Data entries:
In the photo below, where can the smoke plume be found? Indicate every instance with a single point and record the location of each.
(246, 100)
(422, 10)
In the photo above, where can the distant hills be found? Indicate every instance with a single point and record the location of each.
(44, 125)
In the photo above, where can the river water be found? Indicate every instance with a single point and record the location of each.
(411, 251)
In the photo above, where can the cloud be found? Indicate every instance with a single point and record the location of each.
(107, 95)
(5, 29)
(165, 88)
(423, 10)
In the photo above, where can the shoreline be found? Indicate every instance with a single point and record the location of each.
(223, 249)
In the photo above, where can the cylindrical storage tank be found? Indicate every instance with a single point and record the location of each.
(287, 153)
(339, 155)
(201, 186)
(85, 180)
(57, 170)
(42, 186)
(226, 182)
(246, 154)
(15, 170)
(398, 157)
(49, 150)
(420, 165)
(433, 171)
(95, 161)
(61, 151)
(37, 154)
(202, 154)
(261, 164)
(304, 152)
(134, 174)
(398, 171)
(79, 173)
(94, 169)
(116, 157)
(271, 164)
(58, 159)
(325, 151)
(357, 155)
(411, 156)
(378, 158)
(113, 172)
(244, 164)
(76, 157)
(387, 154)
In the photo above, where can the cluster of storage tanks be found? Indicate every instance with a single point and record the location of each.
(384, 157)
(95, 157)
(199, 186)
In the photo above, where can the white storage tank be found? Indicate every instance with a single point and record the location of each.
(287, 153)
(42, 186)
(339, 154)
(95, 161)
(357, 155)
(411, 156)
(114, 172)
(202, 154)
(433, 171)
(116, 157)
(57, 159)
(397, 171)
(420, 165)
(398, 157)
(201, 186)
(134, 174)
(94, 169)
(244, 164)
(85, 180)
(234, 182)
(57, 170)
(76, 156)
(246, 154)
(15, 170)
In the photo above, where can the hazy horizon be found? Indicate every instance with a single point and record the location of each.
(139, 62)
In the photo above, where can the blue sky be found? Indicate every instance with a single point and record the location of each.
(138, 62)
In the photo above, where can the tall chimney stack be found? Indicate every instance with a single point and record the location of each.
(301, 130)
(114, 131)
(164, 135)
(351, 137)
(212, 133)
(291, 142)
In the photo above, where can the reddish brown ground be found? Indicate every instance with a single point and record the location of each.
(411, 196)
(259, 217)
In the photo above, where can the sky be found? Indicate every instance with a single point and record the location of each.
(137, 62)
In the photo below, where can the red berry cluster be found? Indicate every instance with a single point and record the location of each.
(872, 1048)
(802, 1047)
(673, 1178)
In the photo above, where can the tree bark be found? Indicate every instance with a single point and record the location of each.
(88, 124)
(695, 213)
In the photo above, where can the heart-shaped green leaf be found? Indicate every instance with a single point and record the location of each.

◆ WHAT YOU HAVE TO DO ◆
What is needed is a word-for-word restatement of all the data.

◆ ANSWER FOR THE TASK ◆
In the photo below, where can the smoke plume be found? Indicate every instance with a single point and record the location of each.
(246, 100)
(422, 10)
In the photo above, where can the distant hills be found? Indicate every instance with a single point and record the location of each.
(44, 125)
In the photo above, where can the river water be found? Indicate every instance with a single point and record the location of each.
(411, 251)
In the photo above, where can the cloud be found? Indicate every instance with a single point and record the location of each.
(107, 95)
(5, 29)
(165, 88)
(423, 10)
In the photo above, where can the shoreline be found? Indicate every instance with a single point and record the location of each.
(223, 249)
In the photo above, where can the cylindrical storage tank be found? Indicate every instance with a single point and record the location of each.
(287, 153)
(339, 155)
(201, 186)
(85, 180)
(57, 170)
(42, 186)
(226, 182)
(246, 154)
(15, 170)
(398, 157)
(49, 150)
(420, 165)
(433, 171)
(95, 161)
(61, 151)
(37, 154)
(202, 154)
(261, 164)
(304, 152)
(134, 174)
(398, 171)
(79, 173)
(94, 169)
(116, 157)
(271, 164)
(58, 159)
(325, 151)
(357, 155)
(411, 156)
(378, 158)
(113, 172)
(244, 164)
(76, 157)
(387, 154)
In the photo above, where can the cluster of storage tanks be found? Indicate every instance with a single point and record the location of each.
(384, 157)
(95, 157)
(199, 186)
In the photo above, where can the white storage tank be found? Indicate every instance with a single point and record the location of each.
(287, 153)
(42, 186)
(339, 154)
(95, 161)
(357, 155)
(411, 156)
(114, 172)
(202, 154)
(433, 171)
(116, 157)
(57, 159)
(397, 171)
(420, 165)
(398, 157)
(201, 186)
(134, 174)
(94, 169)
(244, 164)
(85, 180)
(234, 182)
(57, 170)
(76, 156)
(246, 154)
(15, 170)
In the photo above, where can the hazy horizon be found? Indicate every instance with a single point and record the location of each.
(139, 62)
In the photo above, where can the blue sky be found? Indicate every instance with a single point and record the location of each.
(138, 62)
In the photo above, where can the tall chimney stack be found? Indicate every instance with a single point and record the location of each.
(301, 130)
(114, 131)
(164, 135)
(351, 137)
(212, 133)
(291, 142)
In the photo above, where can the reddish brown ground be found? Indicate every instance with a single point and record the location of each.
(411, 196)
(259, 217)
In the photo above, where can the sky be found? Indicate every instance with a single point and record the location of each.
(137, 62)
In the photo below, where can the red berry cluster be found? Indicate every instance with a single point and record the location of each.
(872, 1048)
(802, 1047)
(673, 1178)
In the photo above, where can the tree bark be found? Indicate every instance with a single point and record the location of each.
(88, 124)
(695, 213)
In the photo above, where can the heart-shaped green leaf be found? Indicate every instance with a single point and record the location of each.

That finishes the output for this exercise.